Consigne 1
D'après l'extrait sur la messe de Paul VI, à quelle fraternité appartiennent les prêtres qui pensent qu'on ne peut ni célébrer cette messe ni y assister ?
Consigne 2
Recopiez le passage de l'extrait sur la messe de Paul VI, de « On ne peut ni » jusqu'à « de nombreux fidèles. ».
Consigne 3
Écrivez la suite du texte sur la messe de Paul VI, à partir de sa dernière phrase.

Extrait à lire
■ ■ ■ ■ ■

15 mai 2017

[Abbé Philippe Toulza, fsspx - Fideliter]

SOURCE - Abbé Philippe Toulza, fsspx - Fideliter - mai-juin 2017

On ne peut ni célébrer la messe de Paul VI, ni y assister. C'est ce que pensent les prêtres de la Fraternité Saint-Pie X , d'autres communautés, et de nombreux fidèles.
Cette affirmation paraît dure. Beaucoup la refusent. Soit ils prennent franchement la défense du Novus Ordo Missæ, soit, à tout le moins, ils nous disent : « Vos blâmes sur la nouvelle messe sont excessifs. La célébrer, ou y assister, n’est pas défendu. » En particulier, on entend les objections suivantes :

1. Les défauts de la messe de Paul VI sont réels : elle est donc imparfaite. Mais ils ne sont pas tels qu’on puisse la dire illégitime. En un mot, elle est moins bonne que le rit traditionnel, mais pas pour autant mauvaise.

■ ■ ■ ■ ■

Jeu de données

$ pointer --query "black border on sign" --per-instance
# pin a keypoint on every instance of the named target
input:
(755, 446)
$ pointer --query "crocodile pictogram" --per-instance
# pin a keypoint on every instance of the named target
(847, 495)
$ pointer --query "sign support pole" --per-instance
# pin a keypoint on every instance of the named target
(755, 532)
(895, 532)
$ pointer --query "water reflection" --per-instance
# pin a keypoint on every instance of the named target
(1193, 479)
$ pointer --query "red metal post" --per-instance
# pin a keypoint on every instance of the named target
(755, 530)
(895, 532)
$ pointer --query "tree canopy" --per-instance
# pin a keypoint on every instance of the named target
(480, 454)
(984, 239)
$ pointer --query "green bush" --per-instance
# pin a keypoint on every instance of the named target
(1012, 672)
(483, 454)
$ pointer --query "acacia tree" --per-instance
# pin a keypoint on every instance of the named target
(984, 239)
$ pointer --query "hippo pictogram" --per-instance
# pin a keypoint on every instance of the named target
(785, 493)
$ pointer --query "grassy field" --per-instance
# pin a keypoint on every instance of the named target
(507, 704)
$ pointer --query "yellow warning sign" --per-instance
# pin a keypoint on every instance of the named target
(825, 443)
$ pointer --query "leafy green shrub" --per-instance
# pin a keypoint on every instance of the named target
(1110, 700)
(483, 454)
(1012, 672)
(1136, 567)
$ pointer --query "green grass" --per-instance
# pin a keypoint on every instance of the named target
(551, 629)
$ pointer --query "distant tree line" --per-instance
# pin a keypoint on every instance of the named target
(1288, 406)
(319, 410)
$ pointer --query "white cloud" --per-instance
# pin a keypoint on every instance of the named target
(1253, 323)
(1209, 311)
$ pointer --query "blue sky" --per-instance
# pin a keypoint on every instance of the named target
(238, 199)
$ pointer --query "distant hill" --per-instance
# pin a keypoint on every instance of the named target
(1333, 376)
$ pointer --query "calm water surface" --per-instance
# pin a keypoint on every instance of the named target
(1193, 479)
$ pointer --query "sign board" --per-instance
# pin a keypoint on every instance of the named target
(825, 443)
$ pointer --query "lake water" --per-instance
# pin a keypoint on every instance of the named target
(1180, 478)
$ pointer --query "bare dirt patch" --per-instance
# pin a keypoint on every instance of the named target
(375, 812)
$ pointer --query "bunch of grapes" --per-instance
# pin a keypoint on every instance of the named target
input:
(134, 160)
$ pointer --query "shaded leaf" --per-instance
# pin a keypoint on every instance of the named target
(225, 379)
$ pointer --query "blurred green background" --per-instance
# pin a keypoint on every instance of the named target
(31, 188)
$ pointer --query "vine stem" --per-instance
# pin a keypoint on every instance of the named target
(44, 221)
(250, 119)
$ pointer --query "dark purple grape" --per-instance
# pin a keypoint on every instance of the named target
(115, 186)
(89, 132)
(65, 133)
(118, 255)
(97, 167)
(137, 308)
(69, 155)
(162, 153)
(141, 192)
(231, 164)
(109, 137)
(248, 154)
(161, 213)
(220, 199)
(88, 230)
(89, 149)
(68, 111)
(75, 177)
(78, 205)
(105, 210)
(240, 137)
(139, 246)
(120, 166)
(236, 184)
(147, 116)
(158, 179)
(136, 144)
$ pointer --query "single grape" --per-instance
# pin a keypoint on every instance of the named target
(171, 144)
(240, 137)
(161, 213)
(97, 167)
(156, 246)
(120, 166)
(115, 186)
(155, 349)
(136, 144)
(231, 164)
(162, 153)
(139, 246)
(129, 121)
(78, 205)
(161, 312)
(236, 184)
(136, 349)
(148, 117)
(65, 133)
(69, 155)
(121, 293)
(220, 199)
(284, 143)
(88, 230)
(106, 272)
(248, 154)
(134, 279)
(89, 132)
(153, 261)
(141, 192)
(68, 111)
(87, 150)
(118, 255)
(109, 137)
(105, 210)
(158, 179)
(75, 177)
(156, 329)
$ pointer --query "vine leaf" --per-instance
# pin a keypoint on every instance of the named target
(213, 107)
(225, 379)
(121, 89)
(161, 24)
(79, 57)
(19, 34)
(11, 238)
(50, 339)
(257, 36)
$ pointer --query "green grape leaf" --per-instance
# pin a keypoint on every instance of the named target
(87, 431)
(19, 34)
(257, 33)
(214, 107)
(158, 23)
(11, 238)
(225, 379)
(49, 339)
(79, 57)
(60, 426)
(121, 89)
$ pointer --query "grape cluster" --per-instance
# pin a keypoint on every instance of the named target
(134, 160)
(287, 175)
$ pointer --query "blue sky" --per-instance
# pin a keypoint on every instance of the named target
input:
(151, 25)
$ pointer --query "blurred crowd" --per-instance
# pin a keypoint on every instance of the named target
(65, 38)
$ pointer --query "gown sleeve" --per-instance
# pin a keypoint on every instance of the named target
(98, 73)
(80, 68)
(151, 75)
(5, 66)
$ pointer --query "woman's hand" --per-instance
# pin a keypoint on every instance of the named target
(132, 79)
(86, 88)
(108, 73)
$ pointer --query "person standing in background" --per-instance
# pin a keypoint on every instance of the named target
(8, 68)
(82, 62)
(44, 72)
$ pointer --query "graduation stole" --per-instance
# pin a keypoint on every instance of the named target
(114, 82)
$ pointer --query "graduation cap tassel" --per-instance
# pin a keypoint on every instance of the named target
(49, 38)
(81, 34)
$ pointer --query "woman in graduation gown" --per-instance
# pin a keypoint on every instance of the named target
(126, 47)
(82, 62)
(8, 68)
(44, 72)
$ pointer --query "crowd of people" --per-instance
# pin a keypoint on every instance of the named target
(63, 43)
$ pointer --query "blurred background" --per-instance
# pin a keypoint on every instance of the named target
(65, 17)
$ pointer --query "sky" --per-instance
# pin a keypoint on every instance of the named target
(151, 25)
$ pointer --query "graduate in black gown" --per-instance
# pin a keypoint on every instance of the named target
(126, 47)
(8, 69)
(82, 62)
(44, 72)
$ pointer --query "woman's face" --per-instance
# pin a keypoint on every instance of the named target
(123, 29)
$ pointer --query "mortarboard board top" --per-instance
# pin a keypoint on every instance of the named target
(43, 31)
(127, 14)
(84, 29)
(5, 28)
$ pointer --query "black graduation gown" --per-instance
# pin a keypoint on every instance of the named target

■ ■ ■ ■ ■

Réponse 1
À la Fraternité Saint-Pie X.

Réponse 2
On ne peut ni célébrer la messe de Paul VI, ni y assister. C'est ce que pensent les prêtres de la Fraternité Saint-Pie X , d'autres communautés, et de nombreux fidèles.

Réponse 3
2. Il y a des circonstances dans lesquelles la messe de Paul VI est bien dite, par exemple quand elle est célébrée en latin, dos au peuple, par un prêtre pieux et sérieux, avec la première Prière eucharistique. Dans ces cas, y assister (ou la célébrer) n’est pas interdit, et même au contraire.

3. La messe selon le rit de Paul VI a été dite chaque jour par les papes Paul VI, Jean- Paul II et Benoît XVI ; par les cardinaux Burke et Sarah. Soeur Lucie, qui a vu la sainte Vierge, y a assisté, et de nombreux saints religieux et saintes religieuses. Il n’est du coup pas raisonnable de soutenir qu’on ne peut ni la célébrer ni y assister !

4. En promulguant ce rit de la messe, le pape Paul VI a fait, pour l’Église, une loi de la célébrer et d’y assister selon ce rit ; cette loi oblige. Or, le pape ne peut pas se tromper quand il promulgue une loi pour l’Église entière : en effet, il est alors infaillible. Donc, la messe de Paul VI est bonne.

Avant de répondre à chacune de ces objections, expliquons pourquoi nous considérons qu’on ne peut ni célébrer, ni assister activement à la messe de Paul VI, que ce soit le dimanche ou en semaine. La raison de fond peut être résumée ainsi :
(A) On ne peut pas célébrer la messe selon un rit non catholique, ni y assister.
(B) Or la messe de Paul VI est un rit non catholique.
(C) Donc on ne peut pas célébrer la messe de Paul VI, ni y assister.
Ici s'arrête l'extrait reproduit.